▸ **TEXT**:
>>
5. Learn obsessively and copy the best
"Why waste time reinventing the wheel if he could copy from the most advanced companies in the world?"
"It was at Harvard that Telles, who had concentrated only on daily financial transactions until then, started to transform himself into a businessman with a long-term view."
"For more than a decade, [the group's] executives and controllers have been traveling to this quiet spot to take part in a workshop with Jim Collins, author of Built to Last and Good to Great, and an old acquaintance of Lemann."
Author’s note:
The belief at Garantia, espoused by the founders, was: why start from scratch and figure things out the hard way when you can learn from the best in the world?
To them, innovation was uncertain and slow, while copying what already works is faster and closer to a sure thing.
The pattern shows up throughout the trio's history. Garantia itself was modeled on Goldman Sachs and its partnership meritocracy.
Lojas Americanas was reshaped under the heavy influence of Walmart, a relationship that began when Sicupira wrote to the world's best retailers and Sam Walton was the one who wrote back.
And when Brahma needed to learn about the brewing business, an employee traveled to Argentina, Chile, Germany, the United States, and Japan to study how the market worked before making any changes.
Continuous learning was a core belief the trio personally brought to life, even after acquiring substantial wealth. Both Telles and Sicupira went back to school mid-career when they completed Harvard’s three-year Owner/President Management (OPM) program. Telles himself participated after nearly 18 years at Garantia, right before taking over Brahma, where the book says he began transforming himself from a dealmaker into a businessman with a long-term view. Going back to the classroom, when you have nothing left to prove, is a strong indication of the trio’s belief in continuous learning.
<<
▸ **COLLECTED MATERIAL**:
>>
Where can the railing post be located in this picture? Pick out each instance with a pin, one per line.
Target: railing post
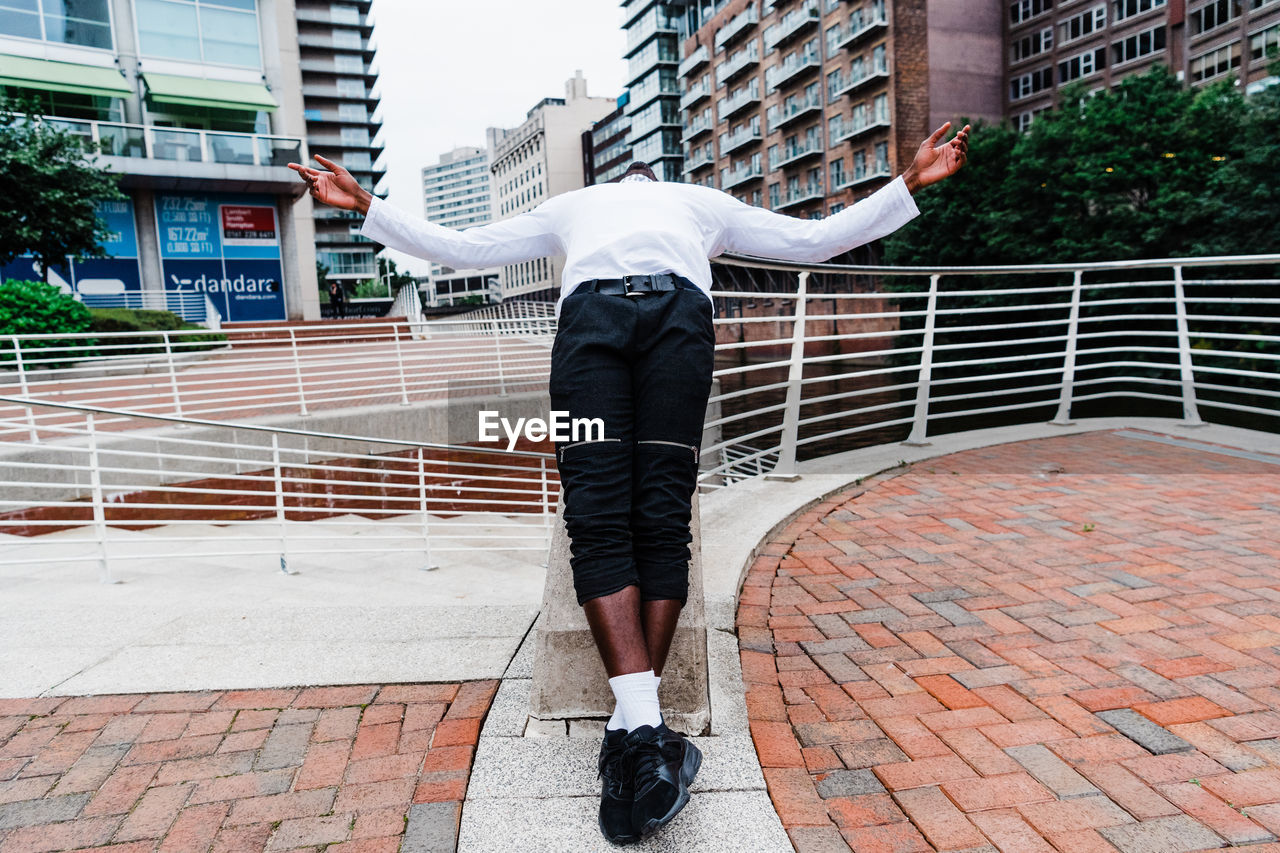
<<
▸ **WHAT YOU NEED TO DO**: Please copy everything in the text on learning from the best, from "5. Learn obsessively" down to "a sure thing.".

▸ **PROBLEM SOLUTION**:
5. Learn obsessively and copy the best
"Why waste time reinventing the wheel if he could copy from the most advanced companies in the world?"
"It was at Harvard that Telles, who had concentrated only on daily financial transactions until then, started to transform himself into a businessman with a long-term view."
"For more than a decade, [the group's] executives and controllers have been traveling to this quiet spot to take part in a workshop with Jim Collins, author of Built to Last and Good to Great, and an old acquaintance of Lemann."
Author’s note:
The belief at Garantia, espoused by the founders, was: why start from scratch and figure things out the hard way when you can learn from the best in the world?
To them, innovation was uncertain and slow, while copying what already works is faster and closer to a sure thing.